- _EXCERPT PROVIDED_:
=======
The song "You've Lost That Lovin' Feeling" first made famous by the Righteous Brothers, then by Tom Cruise and Anthony Edwards, you know, in that bar scene in "Top Gun" has been played over the American airwaves more than eight million times. That's one broadcast for everyone who lives in New York City.

(Soundbite of song, "You've Lost That Lovin' Feeling")

Mr. BILL MEDLEY and Mr. BOBBY HATFIELD (Singer; The Righteous Brothers): (Singing) You've lost that lovin' feeling, whoa, that lovin' feeling.

SIMON: Decades after that pop hit, one of the first out of Phil Spector's Wall of Sound, Righteous Brothers Bill Medley and Bobby Hatfield kept on touring. They were inducted into the Rock and Roll Hall of Fame in March of 2003.

A few months later, Bobby Hatfield died. Bill Medley has continued performing and recording his new CD, "Damn Near Righteous." It's his first album since Bobby Hatfield's death and his first solo recording in 10 years.

Bill Medley joins us now from member station KSMU in Springfield, Missouri.

Mr. Medley, thanks very much for being with us.

Mr. MEDLEY: Thank you very much. A pleasure to be here.

SIMON: And how did you decide what goes on this album?

Mr. MEDLEY: My producer Steve Dorff and Shayne Fair brought a song to me called "Sit Down and Hurt." And I just loved it, and Steve said I think we ought to do an album. I said, you know, if you can get more songs like that that are that simple of a song and that soulful, I would love to do it. So it kind of all came from the one song, "Sit Down and Hurt."

(Soundbite of song, "Sit Down & Hurt")
=======
- _DATASET CONTENT_:
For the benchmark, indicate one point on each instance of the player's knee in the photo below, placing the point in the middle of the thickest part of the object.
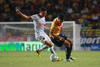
=======
- _TO DO_: Continue the interview with Bill Medley from the point where it stops. None of the lines are required for this work.

- _RESPONSE BELOW_:
Mr. MEDLEY: (Singing) You can drive up and down the street with your radio on. And you can party with your goodtime friends and never go home. You can run, but you can't escape or there isn't any other way. You got to sit down and hurt. Face it, black man. Prove you can make it through the night. Hiding now from a heartache in a bottle of wine doesn't work at all. You got to sit down and hurt.

SIMON: It's a very touching song.

Mr. MEDLEY: Oh. Thank you.

SIMON: Does it say something about the way you felt in recent years, I have to ask?

Mr. MEDLEY: Well, yeah. You know, oddly enough, going through my partner's death and I was immediately sent out on the road, kind of to do a Righteous Brother tribute to Bobby, and I didn't have enough time maybe to absorb the fact, you know, that he was gone and this (unintelligible) so. "Sit Down and Hurt" has a real meaning for me. You got to face it sooner or later, you can't just keep pushing it down, you know.

SIMON: How do you react to that phrase that keeps coming up when people describe your style, if you please, as blue-eyed soul?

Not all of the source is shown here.